PAGE TEXT

Entering edit mode
6.6 years ago
bitpir
▴
250
Hi,
I am not quite understanding the output of the .predict file from Glimmer3.02 ORF predictor.
Here's a sample of the output file
ref|NC_023013.1| Haloarcula hispanica N601 chromosome 1, complete sequence
orf00001 1 1575 +1 18.88
orf00003 2355 1645 -1 12.87
According to the documentation, column1= ID, column2=start of gene, column3= stop of gene, column4=reading frame, column5=The per-base “raw” score of the gene.
My questions are:
- to calculate the ORF score (100*log-odd ratio) of the gene, do I multiply column5 by the length of the gene?
- Is there a good threshold (either for column 5 or the calculated score) to see if the predicted ORF is likely to be true?
Thanks for the help!
I see more than one question :-)
Good catch! Thought of another question but forgot to change the grammar! :)
a bit pragmatic maybe, but all really depends on how you run glimmer.
Plain glimmer3 predictions often are an underprediction and don't get the start codon right. the included iterative workflow creates a first model, determines a PWM on the most likely Shine-Dalgarno site and a better estimate of the start codon distribution and reruns glimmer using this information. The resulting gene model is far more accurate than the initial one.
Thanks for the info. About the iterative workflow, I often run into a problem of generating PWM. It works for some files but not others. Wonder if this is common?

SOURCE INFORMATION
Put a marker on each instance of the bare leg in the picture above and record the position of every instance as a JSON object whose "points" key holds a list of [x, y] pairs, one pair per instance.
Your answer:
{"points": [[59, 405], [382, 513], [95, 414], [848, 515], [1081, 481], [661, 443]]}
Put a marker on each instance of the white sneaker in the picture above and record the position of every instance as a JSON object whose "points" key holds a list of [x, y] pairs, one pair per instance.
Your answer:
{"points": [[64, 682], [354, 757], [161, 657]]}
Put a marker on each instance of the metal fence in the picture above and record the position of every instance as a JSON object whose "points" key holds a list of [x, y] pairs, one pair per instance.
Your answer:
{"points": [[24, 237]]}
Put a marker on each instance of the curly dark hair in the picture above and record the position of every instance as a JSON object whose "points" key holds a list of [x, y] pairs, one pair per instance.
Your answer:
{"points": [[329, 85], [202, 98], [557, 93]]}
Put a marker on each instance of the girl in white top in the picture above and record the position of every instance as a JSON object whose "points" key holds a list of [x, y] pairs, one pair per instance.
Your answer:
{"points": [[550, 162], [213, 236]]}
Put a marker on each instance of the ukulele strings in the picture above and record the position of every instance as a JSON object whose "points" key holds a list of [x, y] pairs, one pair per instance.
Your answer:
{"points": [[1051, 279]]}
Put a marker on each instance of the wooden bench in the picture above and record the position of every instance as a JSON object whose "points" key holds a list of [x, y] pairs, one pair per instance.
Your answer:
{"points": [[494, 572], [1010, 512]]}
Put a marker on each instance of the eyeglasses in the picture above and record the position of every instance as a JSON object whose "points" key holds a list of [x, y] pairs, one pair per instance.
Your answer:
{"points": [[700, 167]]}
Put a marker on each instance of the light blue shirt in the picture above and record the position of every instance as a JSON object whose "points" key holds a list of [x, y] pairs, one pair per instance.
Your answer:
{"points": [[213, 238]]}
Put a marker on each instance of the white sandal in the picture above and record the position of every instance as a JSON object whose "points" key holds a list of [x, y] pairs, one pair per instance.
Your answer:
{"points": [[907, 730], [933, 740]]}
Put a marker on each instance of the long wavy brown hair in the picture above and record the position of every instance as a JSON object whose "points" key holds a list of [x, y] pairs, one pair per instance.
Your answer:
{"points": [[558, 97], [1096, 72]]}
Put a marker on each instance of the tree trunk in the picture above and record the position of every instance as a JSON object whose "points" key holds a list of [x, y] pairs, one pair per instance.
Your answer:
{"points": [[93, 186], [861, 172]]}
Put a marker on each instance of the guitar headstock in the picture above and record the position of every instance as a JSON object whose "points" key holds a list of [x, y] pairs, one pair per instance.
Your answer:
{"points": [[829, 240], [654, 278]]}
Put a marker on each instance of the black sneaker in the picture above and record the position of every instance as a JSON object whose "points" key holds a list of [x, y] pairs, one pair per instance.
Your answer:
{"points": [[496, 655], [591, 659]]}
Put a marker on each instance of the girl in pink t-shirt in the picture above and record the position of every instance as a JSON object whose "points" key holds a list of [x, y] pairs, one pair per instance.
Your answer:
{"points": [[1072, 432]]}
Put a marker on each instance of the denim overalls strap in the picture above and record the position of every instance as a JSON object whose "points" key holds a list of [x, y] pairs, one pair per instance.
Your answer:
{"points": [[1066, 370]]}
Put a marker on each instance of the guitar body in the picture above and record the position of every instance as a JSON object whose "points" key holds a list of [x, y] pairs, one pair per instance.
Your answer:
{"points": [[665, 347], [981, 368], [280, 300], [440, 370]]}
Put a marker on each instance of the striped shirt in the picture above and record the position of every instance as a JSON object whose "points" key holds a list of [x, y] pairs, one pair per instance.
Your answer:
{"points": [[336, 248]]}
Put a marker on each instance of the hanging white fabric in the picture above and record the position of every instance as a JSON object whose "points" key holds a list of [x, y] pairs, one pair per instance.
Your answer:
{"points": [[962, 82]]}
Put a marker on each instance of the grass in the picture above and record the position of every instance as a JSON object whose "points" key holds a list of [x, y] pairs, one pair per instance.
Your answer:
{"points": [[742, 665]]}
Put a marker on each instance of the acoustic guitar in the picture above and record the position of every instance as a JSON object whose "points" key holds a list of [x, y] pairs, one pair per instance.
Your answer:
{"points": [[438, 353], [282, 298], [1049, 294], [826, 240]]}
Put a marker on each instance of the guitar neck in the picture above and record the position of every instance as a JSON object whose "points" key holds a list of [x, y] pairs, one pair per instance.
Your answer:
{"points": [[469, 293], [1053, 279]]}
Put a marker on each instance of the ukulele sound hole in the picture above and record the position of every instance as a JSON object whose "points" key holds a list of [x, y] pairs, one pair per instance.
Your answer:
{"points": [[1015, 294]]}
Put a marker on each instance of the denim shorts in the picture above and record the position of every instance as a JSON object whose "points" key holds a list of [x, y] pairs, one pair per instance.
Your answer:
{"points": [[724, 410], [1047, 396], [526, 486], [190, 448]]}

TASKS TO COMPLETE
1. Reproduce everything in the Glimmer3 thread from "Here's a sample" down to "of the gene.", word for word.
2. List what each column of the .predict file holds, according to the documentation quoted in the Glimmer3 thread.
The records above come from a different source than the Glimmer3 thread.

SET OF ANSWERS
1.
Here's a sample of the output file
ref|NC_023013.1| Haloarcula hispanica N601 chromosome 1, complete sequence
orf00001 1 1575 +1 18.88
orf00003 2355 1645 -1 12.87
According to the documentation, column1= ID, column2=start of gene, column3= stop of gene, column4=reading frame, column5=The per-base “raw” score of the gene.

2.
- Column 1: ID
- Column 2: start of gene
- Column 3: stop of gene
- Column 4: reading frame
- Column 5: the per-base "raw" score of the gene